#### Text to read
Lavanya and ASR for example. Would she have been with him if he had been his usual arrogant self, earned a decent amount of money , but less than her, not as rich? I remember a scene where an expensive gift from him was enough to take her attention completely away from him. There was a similar scene with Khushi during her birthday sequence, with completely different results. I am not comparing the two outcomes, nor am I judging either of the two characters. I am not even concerned about how much less/more both women care for this man. My question is, does not Lavanya's relationship with ASR constitute a different form of gold-digging too, since the basis for it, after all, is money? Or is it not so, simply because ASR is fully aware of the reasons she is with him, one of them being his money?

Again, Anjali frequently misuses her brother's money for her own purposes, even going behind his back to do it, yet there is no doubt that Shyam is the 'gold-digger', not her, because we know that she would probably still love her brother just as much if he lost all his money at the races one fine day.

#### Information supplied
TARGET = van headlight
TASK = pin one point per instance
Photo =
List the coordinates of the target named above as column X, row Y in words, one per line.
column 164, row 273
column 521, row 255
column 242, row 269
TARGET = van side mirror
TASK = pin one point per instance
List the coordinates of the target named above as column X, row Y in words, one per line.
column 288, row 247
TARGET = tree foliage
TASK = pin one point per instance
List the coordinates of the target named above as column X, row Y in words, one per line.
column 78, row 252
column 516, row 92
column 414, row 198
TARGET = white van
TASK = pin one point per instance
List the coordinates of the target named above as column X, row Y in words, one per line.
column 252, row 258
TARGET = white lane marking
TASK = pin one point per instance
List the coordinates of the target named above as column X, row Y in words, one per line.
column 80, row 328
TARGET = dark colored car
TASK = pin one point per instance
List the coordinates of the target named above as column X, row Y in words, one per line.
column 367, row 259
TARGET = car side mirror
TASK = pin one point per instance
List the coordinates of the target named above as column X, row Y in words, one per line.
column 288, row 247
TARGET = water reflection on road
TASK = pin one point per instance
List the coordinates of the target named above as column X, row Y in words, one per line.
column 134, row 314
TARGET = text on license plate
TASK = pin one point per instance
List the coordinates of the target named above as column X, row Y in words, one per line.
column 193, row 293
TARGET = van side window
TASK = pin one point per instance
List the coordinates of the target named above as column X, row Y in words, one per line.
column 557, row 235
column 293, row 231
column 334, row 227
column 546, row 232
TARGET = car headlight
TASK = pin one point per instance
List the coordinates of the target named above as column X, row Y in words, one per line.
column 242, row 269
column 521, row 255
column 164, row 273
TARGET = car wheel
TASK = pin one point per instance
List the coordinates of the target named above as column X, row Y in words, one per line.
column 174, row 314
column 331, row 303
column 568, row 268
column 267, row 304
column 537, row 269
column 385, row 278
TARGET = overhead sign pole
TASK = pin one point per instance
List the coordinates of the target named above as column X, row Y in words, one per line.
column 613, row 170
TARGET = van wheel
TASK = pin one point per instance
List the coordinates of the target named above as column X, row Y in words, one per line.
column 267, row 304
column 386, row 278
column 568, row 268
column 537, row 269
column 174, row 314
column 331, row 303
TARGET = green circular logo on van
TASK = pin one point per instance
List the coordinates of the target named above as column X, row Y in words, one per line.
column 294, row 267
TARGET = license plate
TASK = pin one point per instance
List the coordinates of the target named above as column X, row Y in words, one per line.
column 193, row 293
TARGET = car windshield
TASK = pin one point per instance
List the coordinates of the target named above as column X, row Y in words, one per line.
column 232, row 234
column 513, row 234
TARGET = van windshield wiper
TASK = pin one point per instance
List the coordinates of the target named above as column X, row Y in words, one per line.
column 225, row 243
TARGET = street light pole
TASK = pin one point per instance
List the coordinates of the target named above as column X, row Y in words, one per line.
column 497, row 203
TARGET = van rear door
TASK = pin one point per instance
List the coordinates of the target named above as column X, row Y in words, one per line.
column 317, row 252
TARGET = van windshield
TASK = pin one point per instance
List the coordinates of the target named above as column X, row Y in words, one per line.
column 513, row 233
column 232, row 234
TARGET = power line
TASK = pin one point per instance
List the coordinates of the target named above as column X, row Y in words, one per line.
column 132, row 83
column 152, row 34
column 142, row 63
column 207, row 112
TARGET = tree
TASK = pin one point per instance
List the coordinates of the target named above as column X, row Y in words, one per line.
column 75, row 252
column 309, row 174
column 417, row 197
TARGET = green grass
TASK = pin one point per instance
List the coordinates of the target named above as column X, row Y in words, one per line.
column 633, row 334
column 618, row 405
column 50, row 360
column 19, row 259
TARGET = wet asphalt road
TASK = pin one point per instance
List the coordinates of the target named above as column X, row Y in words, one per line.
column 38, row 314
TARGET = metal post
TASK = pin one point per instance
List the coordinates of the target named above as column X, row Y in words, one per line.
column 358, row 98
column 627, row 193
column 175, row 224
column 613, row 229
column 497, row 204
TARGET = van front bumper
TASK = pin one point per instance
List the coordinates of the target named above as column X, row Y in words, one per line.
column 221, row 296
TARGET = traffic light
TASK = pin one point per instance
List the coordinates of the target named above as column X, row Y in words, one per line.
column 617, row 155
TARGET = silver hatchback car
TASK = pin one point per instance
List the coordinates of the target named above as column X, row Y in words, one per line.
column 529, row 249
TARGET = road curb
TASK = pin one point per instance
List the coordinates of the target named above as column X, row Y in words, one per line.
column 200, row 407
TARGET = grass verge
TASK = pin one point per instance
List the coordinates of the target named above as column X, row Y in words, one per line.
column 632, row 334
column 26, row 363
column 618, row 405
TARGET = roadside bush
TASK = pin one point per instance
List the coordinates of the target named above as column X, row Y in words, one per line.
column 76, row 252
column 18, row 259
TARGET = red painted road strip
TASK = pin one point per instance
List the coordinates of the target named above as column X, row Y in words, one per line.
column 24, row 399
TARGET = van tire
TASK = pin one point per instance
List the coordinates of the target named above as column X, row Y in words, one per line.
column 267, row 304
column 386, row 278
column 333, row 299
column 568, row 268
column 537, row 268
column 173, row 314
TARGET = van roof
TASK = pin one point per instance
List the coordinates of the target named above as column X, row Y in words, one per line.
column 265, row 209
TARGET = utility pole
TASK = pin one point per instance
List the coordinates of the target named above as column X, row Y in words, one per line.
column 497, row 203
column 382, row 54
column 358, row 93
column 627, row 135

#### Task details
Reproduce the passage on Lavanya and ASR above, from "Lavanya and ASR" to "being his money?", inclusive.

#### Solution to this exercise
Lavanya and ASR for example. Would she have been with him if he had been his usual arrogant self, earned a decent amount of money , but less than her, not as rich? I remember a scene where an expensive gift from him was enough to take her attention completely away from him. There was a similar scene with Khushi during her birthday sequence, with completely different results. I am not comparing the two outcomes, nor am I judging either of the two characters. I am not even concerned about how much less/more both women care for this man. My question is, does not Lavanya's relationship with ASR constitute a different form of gold-digging too, since the basis for it, after all, is money? Or is it not so, simply because ASR is fully aware of the reasons she is with him, one of them being his money?